:: Task prompt ::
Transcribe verbatim every line of the rows, starting with the line that contains "of the windshield" and continuing through the final line of the rows, both ends included.

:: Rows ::
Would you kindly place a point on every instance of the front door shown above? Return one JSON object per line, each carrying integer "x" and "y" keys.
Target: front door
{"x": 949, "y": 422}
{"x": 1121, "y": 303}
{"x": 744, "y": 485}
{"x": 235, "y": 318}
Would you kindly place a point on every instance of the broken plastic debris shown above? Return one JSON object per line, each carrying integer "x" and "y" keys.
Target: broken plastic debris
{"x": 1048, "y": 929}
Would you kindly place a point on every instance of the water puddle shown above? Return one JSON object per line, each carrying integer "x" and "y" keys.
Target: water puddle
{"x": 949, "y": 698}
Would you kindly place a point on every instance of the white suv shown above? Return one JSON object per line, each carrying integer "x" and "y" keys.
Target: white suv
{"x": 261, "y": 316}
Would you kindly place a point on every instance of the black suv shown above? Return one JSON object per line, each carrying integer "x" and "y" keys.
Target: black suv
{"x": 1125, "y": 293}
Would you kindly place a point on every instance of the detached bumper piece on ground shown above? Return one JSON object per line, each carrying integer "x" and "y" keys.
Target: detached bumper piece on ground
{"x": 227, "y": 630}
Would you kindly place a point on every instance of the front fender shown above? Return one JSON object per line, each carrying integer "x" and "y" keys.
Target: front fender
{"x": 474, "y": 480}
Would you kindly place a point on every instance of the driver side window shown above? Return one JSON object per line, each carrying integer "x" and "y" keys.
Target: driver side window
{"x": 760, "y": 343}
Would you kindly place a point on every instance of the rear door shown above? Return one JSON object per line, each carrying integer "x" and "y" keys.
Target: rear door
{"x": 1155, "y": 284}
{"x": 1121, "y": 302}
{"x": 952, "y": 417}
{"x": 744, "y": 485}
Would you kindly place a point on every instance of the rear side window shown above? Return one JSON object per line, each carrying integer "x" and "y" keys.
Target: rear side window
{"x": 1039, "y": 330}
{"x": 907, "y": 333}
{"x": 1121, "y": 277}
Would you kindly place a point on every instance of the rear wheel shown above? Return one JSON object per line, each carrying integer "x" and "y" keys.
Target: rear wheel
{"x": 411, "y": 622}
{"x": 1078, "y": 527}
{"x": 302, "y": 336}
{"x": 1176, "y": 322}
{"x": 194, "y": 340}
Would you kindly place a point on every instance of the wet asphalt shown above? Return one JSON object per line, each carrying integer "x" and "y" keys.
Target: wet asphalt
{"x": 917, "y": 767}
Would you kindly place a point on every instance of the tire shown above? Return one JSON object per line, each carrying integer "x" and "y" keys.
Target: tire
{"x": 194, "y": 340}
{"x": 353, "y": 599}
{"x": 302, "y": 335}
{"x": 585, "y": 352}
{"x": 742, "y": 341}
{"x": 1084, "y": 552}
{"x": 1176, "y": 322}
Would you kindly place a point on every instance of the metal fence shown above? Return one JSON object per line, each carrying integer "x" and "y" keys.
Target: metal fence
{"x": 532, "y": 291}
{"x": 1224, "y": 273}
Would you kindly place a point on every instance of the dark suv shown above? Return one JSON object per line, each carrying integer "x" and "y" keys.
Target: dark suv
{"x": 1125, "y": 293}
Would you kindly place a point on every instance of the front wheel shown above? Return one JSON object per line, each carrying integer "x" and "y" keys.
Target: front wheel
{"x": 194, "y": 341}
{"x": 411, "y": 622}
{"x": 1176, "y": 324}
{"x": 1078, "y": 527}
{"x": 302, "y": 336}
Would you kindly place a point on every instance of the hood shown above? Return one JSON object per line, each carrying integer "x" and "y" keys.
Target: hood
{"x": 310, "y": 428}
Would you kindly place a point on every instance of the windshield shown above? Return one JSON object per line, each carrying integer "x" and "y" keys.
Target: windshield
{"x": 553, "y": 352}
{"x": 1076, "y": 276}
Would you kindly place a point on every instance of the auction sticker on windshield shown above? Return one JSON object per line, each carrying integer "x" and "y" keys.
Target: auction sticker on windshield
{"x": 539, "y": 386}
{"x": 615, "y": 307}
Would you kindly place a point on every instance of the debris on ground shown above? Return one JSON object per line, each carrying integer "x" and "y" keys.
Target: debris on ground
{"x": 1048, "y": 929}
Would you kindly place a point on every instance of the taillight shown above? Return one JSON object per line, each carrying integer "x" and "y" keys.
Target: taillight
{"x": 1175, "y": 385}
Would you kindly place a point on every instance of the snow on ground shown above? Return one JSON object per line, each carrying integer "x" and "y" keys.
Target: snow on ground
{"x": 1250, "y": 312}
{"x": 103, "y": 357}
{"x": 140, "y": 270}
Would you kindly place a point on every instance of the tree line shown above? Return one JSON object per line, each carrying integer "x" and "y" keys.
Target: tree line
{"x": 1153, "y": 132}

:: Answer for this exercise ::
Would you kindly place a point on every instance of the windshield shown above? Return one JSON object per line, each carrying integer "x" and "y" keys.
Target: windshield
{"x": 553, "y": 352}
{"x": 1076, "y": 276}
Would you kindly place a point on every instance of the auction sticker on windshield shown above? Return one JSON object per line, each carrying integer "x" and "y" keys.
Target: auction sticker on windshield
{"x": 539, "y": 386}
{"x": 615, "y": 307}
Would you kindly place a point on every instance of the debris on ground shown above? Return one JSON object per line, each carrying integer "x" and "y" keys.
Target: debris on ground
{"x": 1048, "y": 929}
Would you kindly place a point on every instance of the taillight shown above? Return one JSON object per line, each carrying integer "x" and "y" keys.
Target: taillight
{"x": 1175, "y": 385}
Would you kindly place a point on every instance of the snow on ground shown above? Return one JSON object per line, each carrying integer "x" and "y" keys.
Target: snow on ground
{"x": 1250, "y": 312}
{"x": 103, "y": 357}
{"x": 140, "y": 270}
Would you kindly place a point on every instance of the tree line shown above? Return one JSON object per line, each carrying integer "x" and "y" keys.
Target: tree line
{"x": 1153, "y": 132}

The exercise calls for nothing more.